## Aim of the task
Extend the forum thread on the Portage Lakes bass tournament results, writing what comes after its last sentence.

## Passage shown
[Start of Attachment]

# Results of the Portage Lakes "Spring Fling" hourly Big Bass event 4-29-17



## lakeslouie (Jan 11, 2006)

Wow! What a day!! Our guys were committed to making this happen, getting up at 3am and working till after 4pm. All 20 of our 22 members were there, and all were needed. From our end, we all enjoyed running our weigh stations, despite a tough bite and sometimes long waits between weighing a fish. Everyone I talked to had nothing but good to say. Suggestion forms were filled out by many and we will look at all items suggested and hopefully improve this format. Photos of most of the fish caught will be posted on our FB page; Portage Lakes Bass Masters Association. 23 boats.
https://www.facebook.com/PortageLakesBassMasters/?fref=hovercard

Big bass each hour figured out to be $170, Second Big Bass each hour was $60.
7am BB, Tony Holzer 2.00lb 2BB, Ben Frydrak 1.76lb
8am BB, Jim Adkins 4.44lb 2BB, Jameson Lecon 3.13lb
9am BB, Todd Paylor 1.85lb 2BB, Nick Hoaja 1.76lb
10am BB, Jeff Brown 2.56lb 2BB, Joey Reed 2.30
11am BB, Robert Muller 5.98lb 2BB, Matt Amedeo 2.78
12pm BB, Nick Hoaja 4.64lb 2BB, Frank Morris 4.63lb
1pm BB, Mike Schmeltzer 3.50lb 2BB, Anthont Baroney 3.32lb
2pm BB, Tony Holzer 2.68lb 2BB, Joey Reed 2.22lb
Overall BB winners
1st BB Robert Muller 5.98lb $345.
2nd BB Nick Hoaja 4.64lb $265.
3rd BB Frank Morris 4.63lb $210.

We again would like to "Thank" our sponsors: Fishermans Central, Waikem Auto Group, and Vic's Sports Center. A BIG "Thank You" to all our participants!! Stay tuned for the next one.
I will post a link when its ready. Thanks!! I'm going to sleep now


----------



## Dillon Friend (Jan 12, 2016)

What was your turn out like?

[End of Attachment]

## Information supplied
[Start of Attachment]

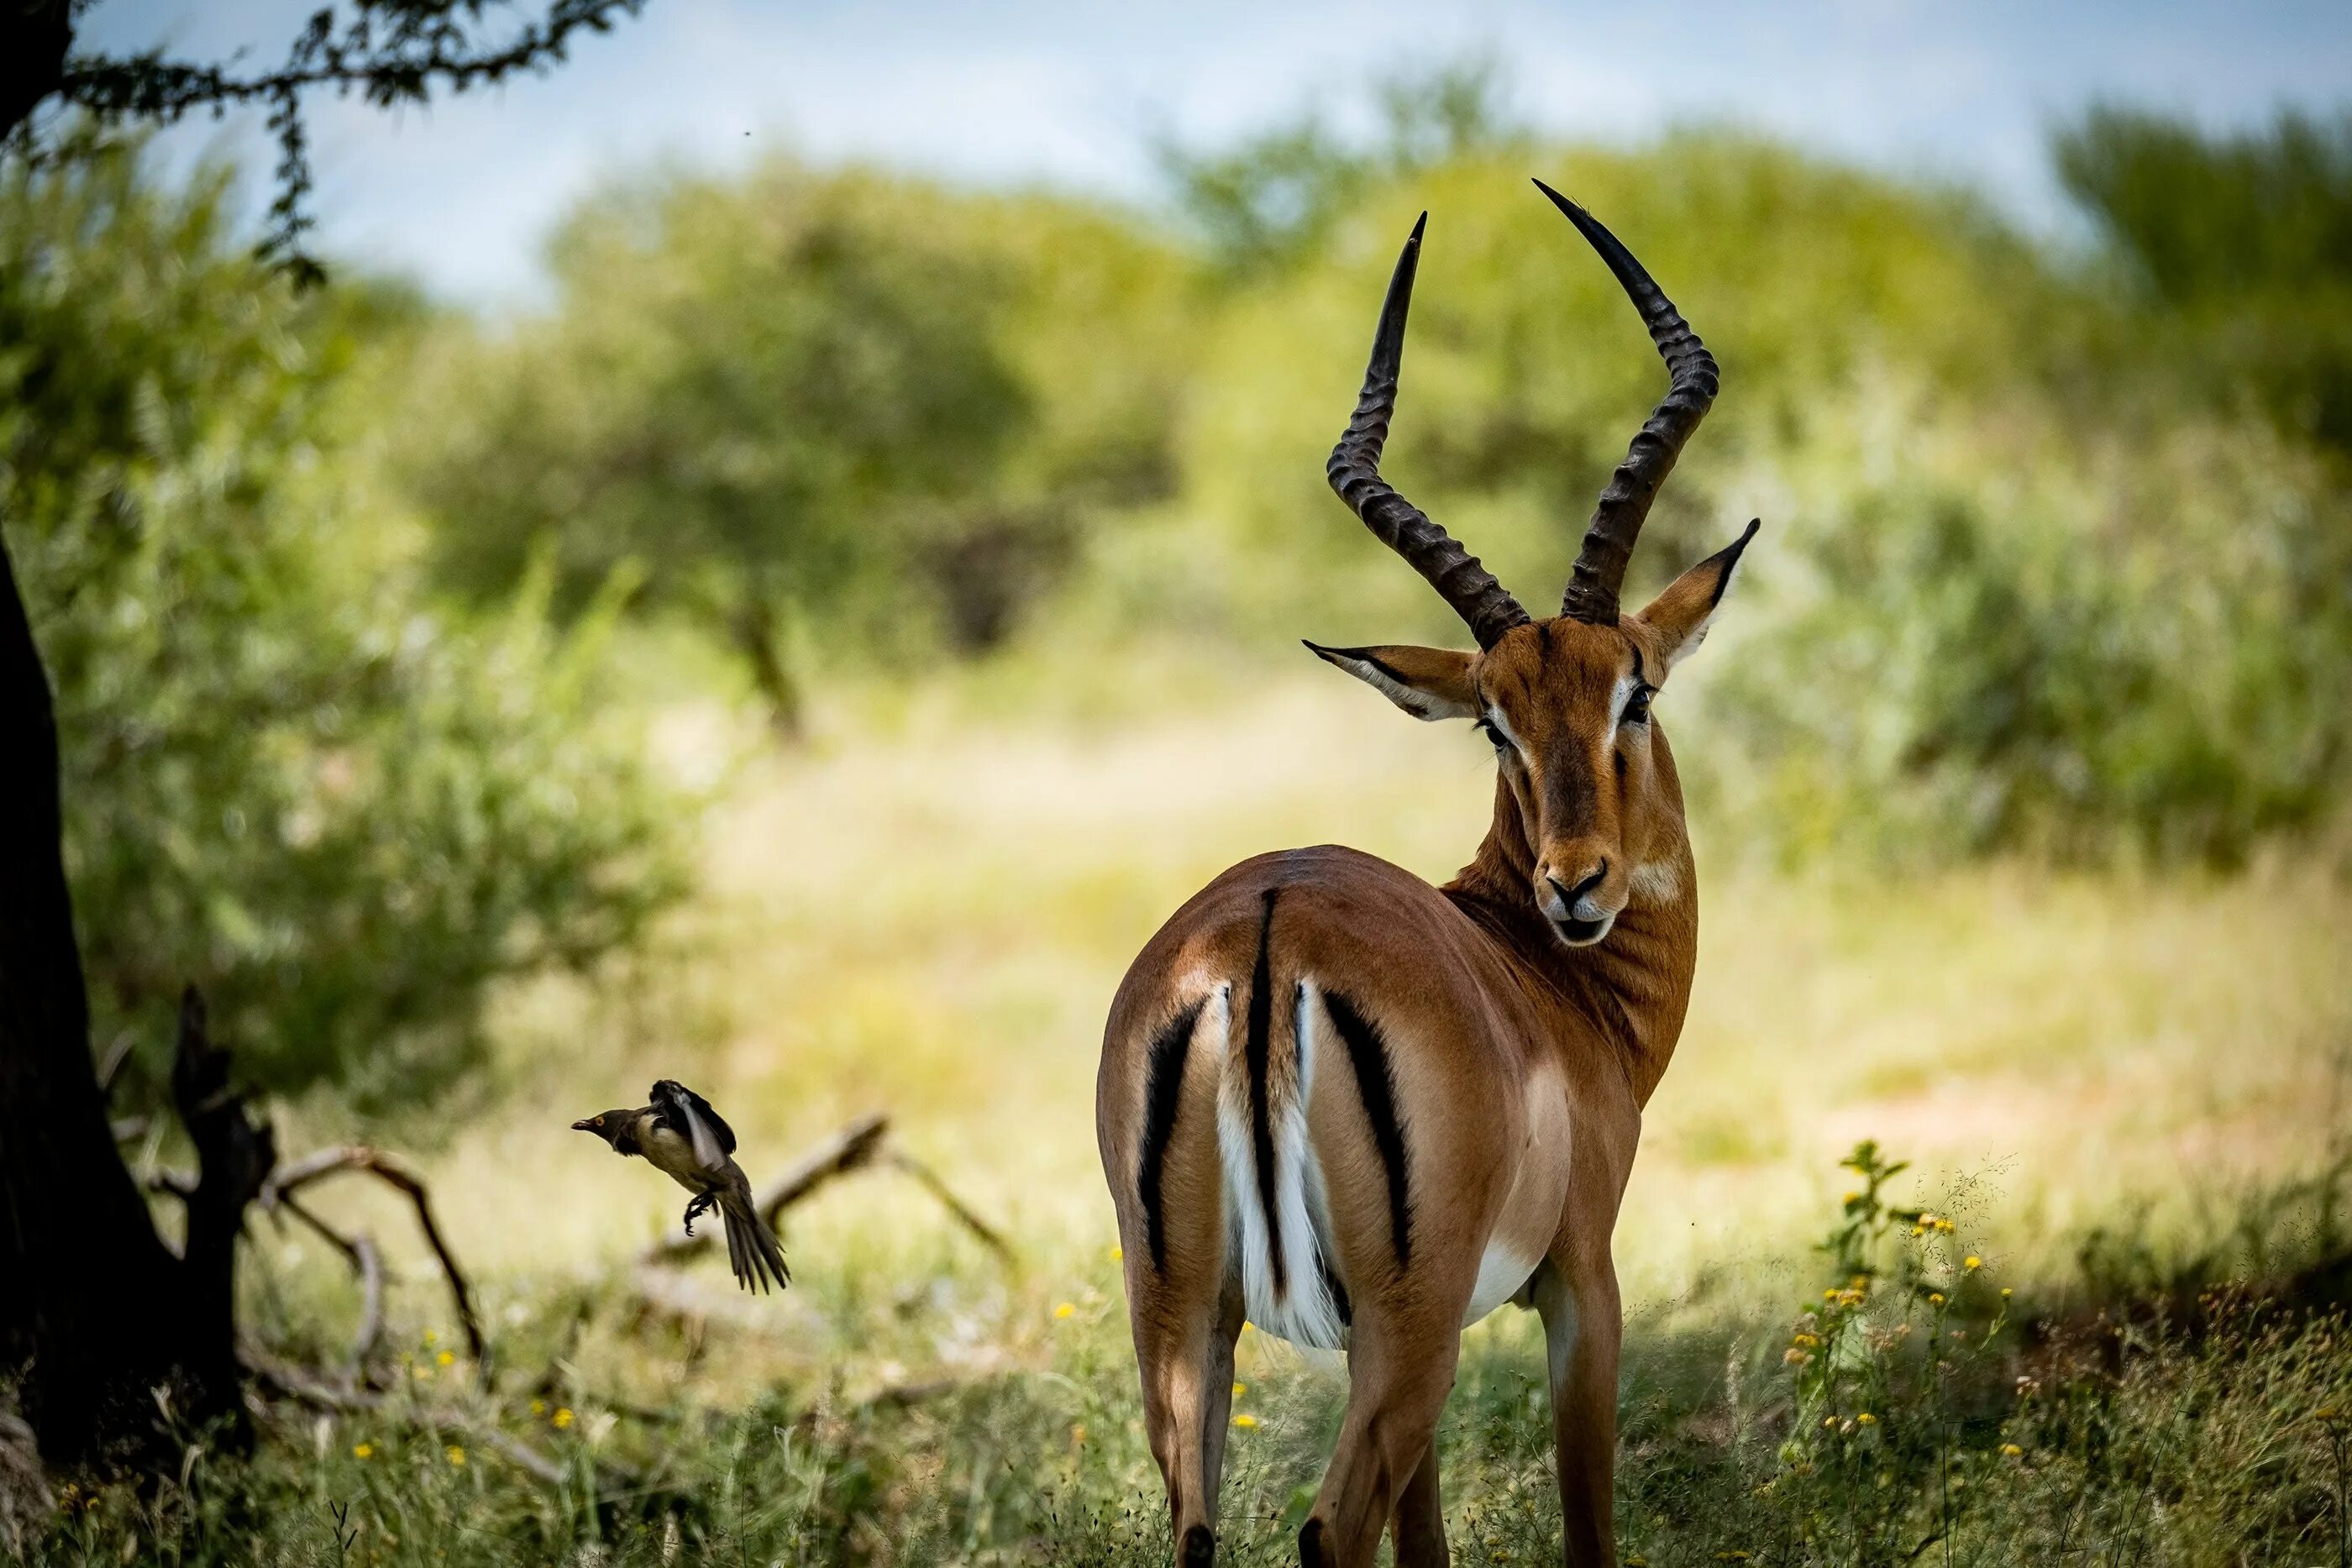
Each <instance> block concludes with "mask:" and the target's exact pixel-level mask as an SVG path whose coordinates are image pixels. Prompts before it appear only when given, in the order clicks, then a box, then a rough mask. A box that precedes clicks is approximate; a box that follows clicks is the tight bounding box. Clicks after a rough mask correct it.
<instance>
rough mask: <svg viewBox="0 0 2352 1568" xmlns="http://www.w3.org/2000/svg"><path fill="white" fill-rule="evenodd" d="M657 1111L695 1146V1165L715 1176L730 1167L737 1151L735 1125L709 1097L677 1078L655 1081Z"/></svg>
mask: <svg viewBox="0 0 2352 1568" xmlns="http://www.w3.org/2000/svg"><path fill="white" fill-rule="evenodd" d="M654 1112H656V1114H659V1117H661V1121H663V1124H666V1126H668V1128H670V1131H673V1133H677V1135H680V1138H684V1140H687V1145H691V1147H694V1164H696V1166H701V1168H703V1171H710V1173H713V1175H715V1173H717V1171H722V1168H724V1166H727V1157H729V1154H734V1128H731V1126H727V1124H724V1121H722V1119H720V1114H717V1112H715V1110H710V1100H706V1098H701V1095H699V1093H694V1091H691V1088H687V1086H684V1084H680V1081H675V1079H661V1081H656V1084H654Z"/></svg>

[End of Attachment]

## Expected answer
----------



## Shortdrift (Apr 5, 2004)

Sounds like it was a lot of fun and well run. Any pictures?


----------



## lakeslouie (Jan 11, 2006)

Shortdrift said:


> Sounds like it was a lot of fun and well run. Any pictures?


https://www.facebook.com/PortageLakesBassMasters/?fref=hovercard


----------



## Buzzking (Feb 15, 2013)

We had a great time and this was very well ran. Portage Lakes Bass Masters and Louie Knukle did an outstanding job..esp. the T.D. We even got a check after weighing in three times. Should be their one and only BB tourney and should be a limited field. Say 70 boats! IMHO These guys should be commended for a great job. The big tourneys down south run this kinda tourney for 200+ boats with big lakes. It was great to have the same type of service and cohesiveness to pull it all together with *5 weigh in stations!* on Portage Lakes. Okay the proof is in the pudding, so look at those pictures of Dan Blackert and know he shot himself in the foot and would have had some checks coming his way if not for a slight rules violation. Hats off to Dan & Eric Dufala for hammering them!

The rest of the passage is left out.